Start of Supplied text

This is Damon Pollard, Livestock agent with the North Carolina Cooperative Extension Service-Burke Center. Today’s topic is Heterosis.

Crossbreeding in beef cattle takes on many different faces. The ultimate goal is to realize performance gains in the calf crop. Through the crossing of two breeds, or types of cattle, producers can reach these performance gains through an occurrence called heterosis, or hybrid vigor. It is much the same principle that occurs in hybrid corn. Hybrid corn typically out yields open pollinated varieties, because it is able to pull on genetic variations to realize the best of two worlds.

Heterosis is measured as the performance of crossbred progeny compared to the average of their purebred parents. Heterosis is usually positive and highest when the parents are more genetically spread. So Hereford or Angus crossed to Brahman, would exhibit the most heterosis. Heterosis generally recedes if the crossbred offspring are bred back to either of the original breeds.

End of Supplied text
Start of Data to examine

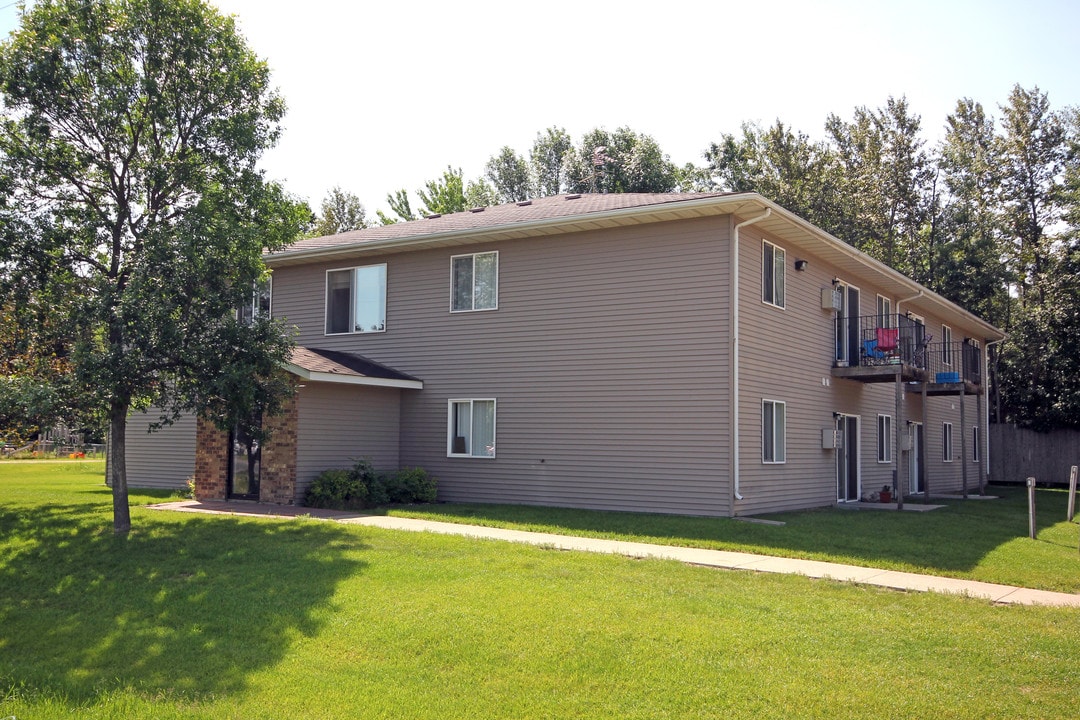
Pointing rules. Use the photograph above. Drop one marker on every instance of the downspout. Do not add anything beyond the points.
(986, 392)
(734, 354)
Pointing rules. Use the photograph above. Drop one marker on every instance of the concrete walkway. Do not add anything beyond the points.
(712, 558)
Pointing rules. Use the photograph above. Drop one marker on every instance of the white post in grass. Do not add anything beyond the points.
(1030, 507)
(1072, 493)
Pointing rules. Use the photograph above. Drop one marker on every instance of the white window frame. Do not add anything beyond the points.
(473, 307)
(885, 438)
(352, 299)
(778, 453)
(779, 296)
(946, 442)
(488, 451)
(885, 312)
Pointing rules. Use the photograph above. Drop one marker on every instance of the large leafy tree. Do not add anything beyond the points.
(510, 175)
(131, 132)
(341, 212)
(621, 161)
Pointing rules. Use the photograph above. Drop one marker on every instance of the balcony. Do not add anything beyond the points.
(869, 350)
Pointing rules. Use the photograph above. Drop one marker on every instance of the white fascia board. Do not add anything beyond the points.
(352, 379)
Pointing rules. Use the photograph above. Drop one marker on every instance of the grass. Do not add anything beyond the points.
(984, 540)
(211, 616)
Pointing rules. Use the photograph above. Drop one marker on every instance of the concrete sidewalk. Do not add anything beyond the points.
(726, 559)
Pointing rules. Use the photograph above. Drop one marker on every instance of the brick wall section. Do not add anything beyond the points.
(212, 461)
(278, 475)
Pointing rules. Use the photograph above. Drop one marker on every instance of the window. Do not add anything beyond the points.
(356, 299)
(474, 282)
(471, 429)
(885, 438)
(885, 312)
(258, 306)
(772, 274)
(773, 430)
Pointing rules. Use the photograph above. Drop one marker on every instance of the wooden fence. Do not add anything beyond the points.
(1017, 453)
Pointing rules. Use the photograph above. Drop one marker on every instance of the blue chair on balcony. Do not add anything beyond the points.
(872, 353)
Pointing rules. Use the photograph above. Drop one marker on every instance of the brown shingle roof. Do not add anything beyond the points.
(538, 208)
(333, 362)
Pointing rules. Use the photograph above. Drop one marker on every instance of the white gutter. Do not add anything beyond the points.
(986, 392)
(734, 353)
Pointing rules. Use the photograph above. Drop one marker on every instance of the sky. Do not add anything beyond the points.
(386, 95)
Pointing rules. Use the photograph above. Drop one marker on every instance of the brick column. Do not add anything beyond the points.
(278, 474)
(212, 461)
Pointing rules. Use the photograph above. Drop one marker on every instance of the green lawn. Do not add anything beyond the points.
(983, 540)
(212, 616)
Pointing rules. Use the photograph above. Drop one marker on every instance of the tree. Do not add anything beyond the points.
(883, 173)
(445, 194)
(1031, 149)
(782, 165)
(510, 175)
(131, 134)
(341, 212)
(400, 204)
(622, 161)
(547, 160)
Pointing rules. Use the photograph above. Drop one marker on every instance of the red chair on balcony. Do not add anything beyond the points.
(888, 339)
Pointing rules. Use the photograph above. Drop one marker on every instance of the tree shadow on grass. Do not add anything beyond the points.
(184, 606)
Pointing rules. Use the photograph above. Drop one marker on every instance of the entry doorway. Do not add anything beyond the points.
(916, 472)
(847, 458)
(245, 464)
(847, 336)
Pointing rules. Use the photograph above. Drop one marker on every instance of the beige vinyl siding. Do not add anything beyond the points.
(339, 423)
(607, 357)
(162, 459)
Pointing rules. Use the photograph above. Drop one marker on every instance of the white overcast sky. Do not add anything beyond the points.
(385, 95)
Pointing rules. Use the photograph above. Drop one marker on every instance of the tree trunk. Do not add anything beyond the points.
(118, 466)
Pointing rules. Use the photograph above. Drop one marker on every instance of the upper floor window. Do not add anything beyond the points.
(474, 282)
(258, 304)
(772, 273)
(356, 299)
(885, 312)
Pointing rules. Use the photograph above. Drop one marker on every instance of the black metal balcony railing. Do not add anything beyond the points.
(955, 362)
(871, 341)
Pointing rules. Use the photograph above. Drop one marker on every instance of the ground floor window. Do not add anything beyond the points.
(471, 428)
(773, 431)
(885, 438)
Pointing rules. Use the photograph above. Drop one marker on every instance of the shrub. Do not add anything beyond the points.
(361, 487)
(336, 489)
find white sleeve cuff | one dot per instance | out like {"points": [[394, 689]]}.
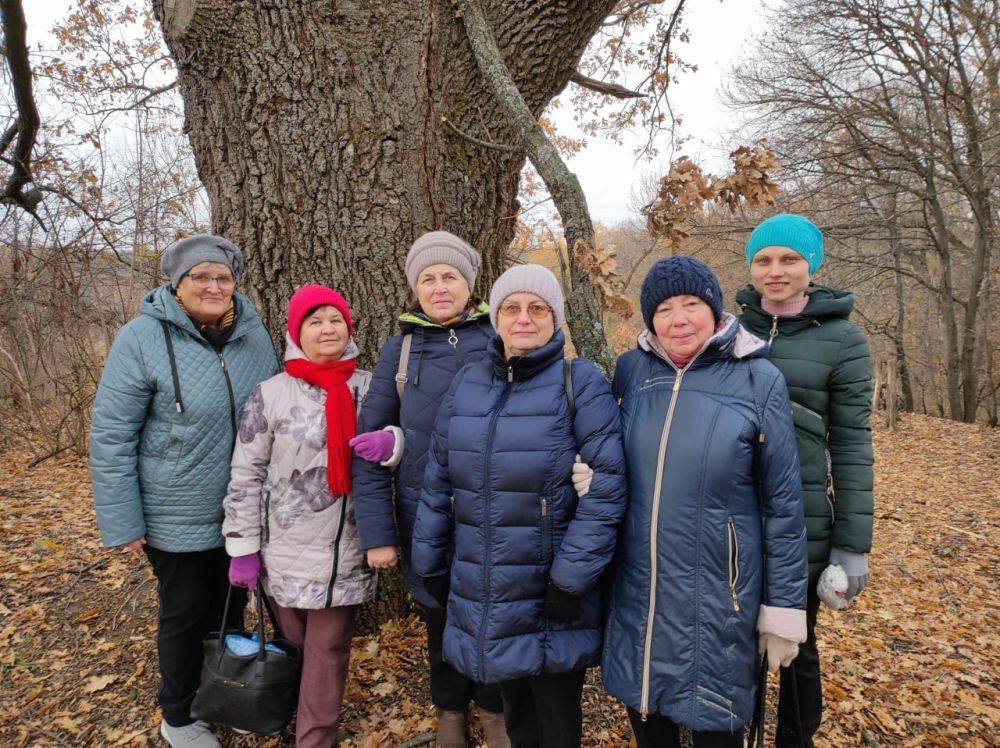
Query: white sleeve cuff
{"points": [[397, 448], [788, 623], [242, 546]]}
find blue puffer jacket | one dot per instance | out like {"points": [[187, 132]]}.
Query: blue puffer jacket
{"points": [[498, 492], [722, 539], [156, 471], [436, 355]]}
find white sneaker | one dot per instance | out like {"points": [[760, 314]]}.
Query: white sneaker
{"points": [[195, 735]]}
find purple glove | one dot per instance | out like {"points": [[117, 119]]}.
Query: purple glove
{"points": [[375, 446], [243, 570]]}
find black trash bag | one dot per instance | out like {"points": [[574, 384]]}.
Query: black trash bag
{"points": [[256, 692]]}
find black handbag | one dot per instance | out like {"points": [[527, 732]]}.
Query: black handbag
{"points": [[255, 692]]}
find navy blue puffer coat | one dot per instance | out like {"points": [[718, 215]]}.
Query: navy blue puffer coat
{"points": [[498, 490], [713, 544], [436, 355]]}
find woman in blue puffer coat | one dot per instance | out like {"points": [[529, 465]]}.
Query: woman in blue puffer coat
{"points": [[713, 550], [524, 606], [161, 438], [444, 330]]}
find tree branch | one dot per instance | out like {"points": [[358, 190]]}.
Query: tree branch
{"points": [[585, 322], [602, 87], [16, 52]]}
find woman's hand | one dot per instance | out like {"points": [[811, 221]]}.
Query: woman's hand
{"points": [[136, 545], [383, 557], [374, 446]]}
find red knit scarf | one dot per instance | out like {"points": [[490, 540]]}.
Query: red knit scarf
{"points": [[340, 417]]}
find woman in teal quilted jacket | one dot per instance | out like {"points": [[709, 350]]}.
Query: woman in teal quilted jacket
{"points": [[161, 439], [824, 358]]}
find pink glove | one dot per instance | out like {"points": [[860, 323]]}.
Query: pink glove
{"points": [[375, 446], [244, 570]]}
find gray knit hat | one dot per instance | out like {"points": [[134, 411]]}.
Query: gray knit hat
{"points": [[441, 247], [534, 279], [185, 253]]}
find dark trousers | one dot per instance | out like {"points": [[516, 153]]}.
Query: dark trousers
{"points": [[191, 588], [544, 710], [659, 732], [450, 690], [807, 686]]}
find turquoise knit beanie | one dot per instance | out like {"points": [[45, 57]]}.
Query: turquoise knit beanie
{"points": [[796, 232]]}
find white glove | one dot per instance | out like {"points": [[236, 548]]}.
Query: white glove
{"points": [[780, 651], [581, 477], [832, 587]]}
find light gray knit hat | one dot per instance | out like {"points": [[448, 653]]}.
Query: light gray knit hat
{"points": [[185, 253], [441, 247], [535, 279]]}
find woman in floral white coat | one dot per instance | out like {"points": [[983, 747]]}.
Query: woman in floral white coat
{"points": [[289, 507]]}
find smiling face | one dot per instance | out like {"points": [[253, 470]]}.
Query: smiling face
{"points": [[324, 335], [204, 299], [442, 292], [683, 324], [780, 274], [524, 323]]}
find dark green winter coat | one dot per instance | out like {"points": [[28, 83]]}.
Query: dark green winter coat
{"points": [[824, 358]]}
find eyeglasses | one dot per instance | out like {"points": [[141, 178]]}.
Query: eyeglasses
{"points": [[535, 310], [204, 280]]}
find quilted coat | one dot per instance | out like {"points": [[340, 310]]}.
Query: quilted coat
{"points": [[436, 355], [824, 358], [498, 492], [159, 457], [279, 500], [712, 547]]}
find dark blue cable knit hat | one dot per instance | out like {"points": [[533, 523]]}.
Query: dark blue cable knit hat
{"points": [[680, 275]]}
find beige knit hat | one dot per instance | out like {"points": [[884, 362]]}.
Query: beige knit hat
{"points": [[535, 279], [441, 247]]}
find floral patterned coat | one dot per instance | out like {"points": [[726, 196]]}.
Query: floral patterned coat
{"points": [[279, 502]]}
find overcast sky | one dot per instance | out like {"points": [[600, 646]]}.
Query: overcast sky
{"points": [[720, 32]]}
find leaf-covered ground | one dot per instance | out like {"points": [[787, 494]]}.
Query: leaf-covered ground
{"points": [[915, 662]]}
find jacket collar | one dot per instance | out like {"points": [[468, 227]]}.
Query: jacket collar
{"points": [[825, 304], [521, 368], [732, 341]]}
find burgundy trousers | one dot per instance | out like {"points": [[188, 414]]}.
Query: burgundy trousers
{"points": [[325, 638]]}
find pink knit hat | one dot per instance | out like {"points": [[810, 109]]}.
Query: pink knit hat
{"points": [[310, 297]]}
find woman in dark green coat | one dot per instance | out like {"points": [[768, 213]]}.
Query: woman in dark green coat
{"points": [[824, 358]]}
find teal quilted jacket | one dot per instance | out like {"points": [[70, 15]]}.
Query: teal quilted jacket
{"points": [[159, 454]]}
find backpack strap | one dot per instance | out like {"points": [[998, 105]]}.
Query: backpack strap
{"points": [[404, 363], [568, 384], [178, 402]]}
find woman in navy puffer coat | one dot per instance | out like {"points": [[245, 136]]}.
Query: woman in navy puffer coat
{"points": [[524, 607], [713, 545]]}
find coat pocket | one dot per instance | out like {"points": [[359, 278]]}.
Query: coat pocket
{"points": [[545, 527], [733, 553]]}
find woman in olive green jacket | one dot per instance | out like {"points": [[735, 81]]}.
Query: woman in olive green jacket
{"points": [[824, 358]]}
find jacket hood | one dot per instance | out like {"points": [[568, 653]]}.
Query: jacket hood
{"points": [[526, 366], [160, 304], [824, 303], [733, 341], [409, 320], [293, 352]]}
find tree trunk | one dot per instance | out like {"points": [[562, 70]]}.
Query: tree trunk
{"points": [[317, 129], [318, 132]]}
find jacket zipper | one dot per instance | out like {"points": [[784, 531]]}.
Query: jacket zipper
{"points": [[336, 551], [453, 342], [487, 496], [232, 397], [653, 522], [733, 546]]}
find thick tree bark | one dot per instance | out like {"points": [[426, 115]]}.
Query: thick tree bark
{"points": [[317, 131]]}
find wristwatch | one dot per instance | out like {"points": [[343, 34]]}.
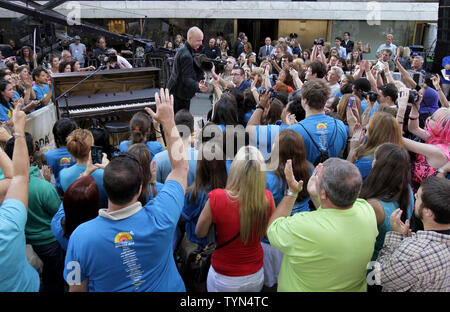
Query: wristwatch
{"points": [[290, 193]]}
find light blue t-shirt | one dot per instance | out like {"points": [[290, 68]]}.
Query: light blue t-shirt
{"points": [[131, 254], [191, 212], [6, 113], [163, 166], [322, 129], [41, 92], [153, 146], [58, 159], [16, 274], [68, 175]]}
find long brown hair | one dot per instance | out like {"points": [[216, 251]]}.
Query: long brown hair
{"points": [[390, 177], [79, 143], [210, 174], [383, 128], [290, 145], [81, 203], [141, 128]]}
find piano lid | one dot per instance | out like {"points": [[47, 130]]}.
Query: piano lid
{"points": [[106, 81]]}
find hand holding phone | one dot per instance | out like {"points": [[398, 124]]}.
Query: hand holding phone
{"points": [[96, 153]]}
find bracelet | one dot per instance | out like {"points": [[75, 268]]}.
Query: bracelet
{"points": [[289, 193], [20, 135]]}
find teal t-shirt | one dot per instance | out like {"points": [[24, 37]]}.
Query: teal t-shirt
{"points": [[325, 250], [16, 274]]}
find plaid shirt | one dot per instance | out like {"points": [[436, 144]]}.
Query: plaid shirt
{"points": [[419, 263]]}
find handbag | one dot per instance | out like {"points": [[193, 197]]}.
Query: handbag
{"points": [[199, 261]]}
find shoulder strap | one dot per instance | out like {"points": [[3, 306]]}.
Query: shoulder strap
{"points": [[227, 242]]}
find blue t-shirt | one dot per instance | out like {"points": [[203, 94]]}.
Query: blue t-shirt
{"points": [[364, 164], [57, 229], [16, 274], [41, 92], [389, 208], [163, 166], [59, 159], [153, 146], [264, 137], [322, 129], [446, 61], [68, 175], [130, 254], [191, 212], [6, 113]]}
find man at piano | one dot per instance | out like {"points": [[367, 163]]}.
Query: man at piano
{"points": [[41, 88], [186, 77]]}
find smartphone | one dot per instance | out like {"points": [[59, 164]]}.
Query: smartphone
{"points": [[416, 78], [350, 101], [96, 153]]}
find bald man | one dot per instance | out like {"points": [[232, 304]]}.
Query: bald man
{"points": [[186, 76]]}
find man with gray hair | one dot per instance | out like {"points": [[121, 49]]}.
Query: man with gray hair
{"points": [[327, 249], [186, 77], [334, 76]]}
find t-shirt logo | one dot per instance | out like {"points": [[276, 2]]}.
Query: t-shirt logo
{"points": [[321, 126], [123, 239], [64, 161]]}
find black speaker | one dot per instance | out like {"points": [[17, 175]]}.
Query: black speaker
{"points": [[442, 48]]}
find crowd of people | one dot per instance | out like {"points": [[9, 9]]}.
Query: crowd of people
{"points": [[316, 170]]}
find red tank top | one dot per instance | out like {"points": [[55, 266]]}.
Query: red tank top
{"points": [[234, 259]]}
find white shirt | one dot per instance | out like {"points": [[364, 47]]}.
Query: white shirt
{"points": [[123, 61]]}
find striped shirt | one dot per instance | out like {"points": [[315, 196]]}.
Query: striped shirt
{"points": [[420, 263]]}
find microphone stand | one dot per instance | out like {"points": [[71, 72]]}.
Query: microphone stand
{"points": [[65, 94]]}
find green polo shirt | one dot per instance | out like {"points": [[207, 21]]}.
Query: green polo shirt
{"points": [[325, 250]]}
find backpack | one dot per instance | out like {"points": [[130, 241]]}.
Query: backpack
{"points": [[323, 153]]}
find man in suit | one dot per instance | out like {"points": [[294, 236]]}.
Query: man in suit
{"points": [[239, 45], [347, 43], [266, 50], [186, 76]]}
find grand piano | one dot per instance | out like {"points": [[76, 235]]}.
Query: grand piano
{"points": [[108, 95]]}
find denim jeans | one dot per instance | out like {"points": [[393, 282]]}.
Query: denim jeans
{"points": [[52, 256]]}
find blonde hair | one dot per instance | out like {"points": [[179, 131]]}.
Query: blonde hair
{"points": [[247, 181]]}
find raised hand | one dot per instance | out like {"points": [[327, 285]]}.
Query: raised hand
{"points": [[164, 107], [294, 185], [397, 225]]}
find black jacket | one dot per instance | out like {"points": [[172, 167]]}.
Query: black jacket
{"points": [[185, 76], [349, 46]]}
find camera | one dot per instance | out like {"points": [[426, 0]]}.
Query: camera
{"points": [[206, 64], [319, 41], [108, 58], [371, 94], [413, 96], [273, 93]]}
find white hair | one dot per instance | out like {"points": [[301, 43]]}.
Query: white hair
{"points": [[339, 71]]}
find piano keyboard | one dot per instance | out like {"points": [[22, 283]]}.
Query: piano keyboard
{"points": [[109, 108]]}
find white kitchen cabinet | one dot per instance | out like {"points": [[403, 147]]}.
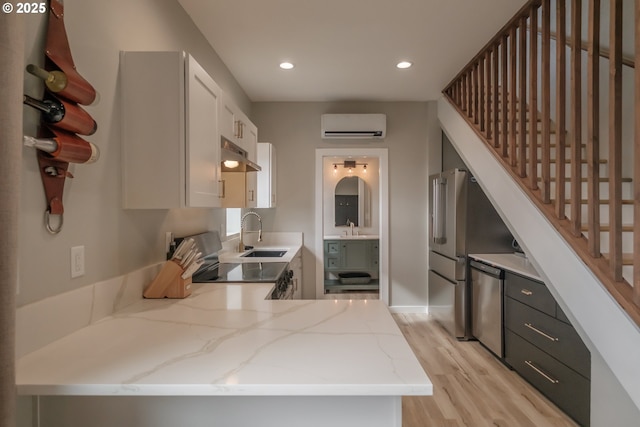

End of Data to examine

Work order A:
Answer from the text on heterosis in beef cattle:
(i) What is the ultimate goal of crossbreeding in beef cattle?
(ii) Against what is the performance of crossbred progeny compared when heterosis is measured?
(iii) Which crosses would exhibit the most heterosis?
Work order B:
Write the next part of the text on heterosis in beef cattle, picking up after its last sentence.

Written response A:
(i) To realize performance gains in the calf crop.
(ii) The average of their purebred parents.
(iii) Hereford or Angus crossed to Brahman.

Written response B:
Characteristics differ in heterosis. Heterosis is highest in fitness traits such as fertility, livability, and longevity. Moderate in traits such as milk production, weight gain, feed efficiency and body size. It is lowest in carcass traits. Heterosis or hybrid vigor can be a valuable tool for the commercial cattlemen that allows them to harness performance gains through merely following a simple crossbreeding plan.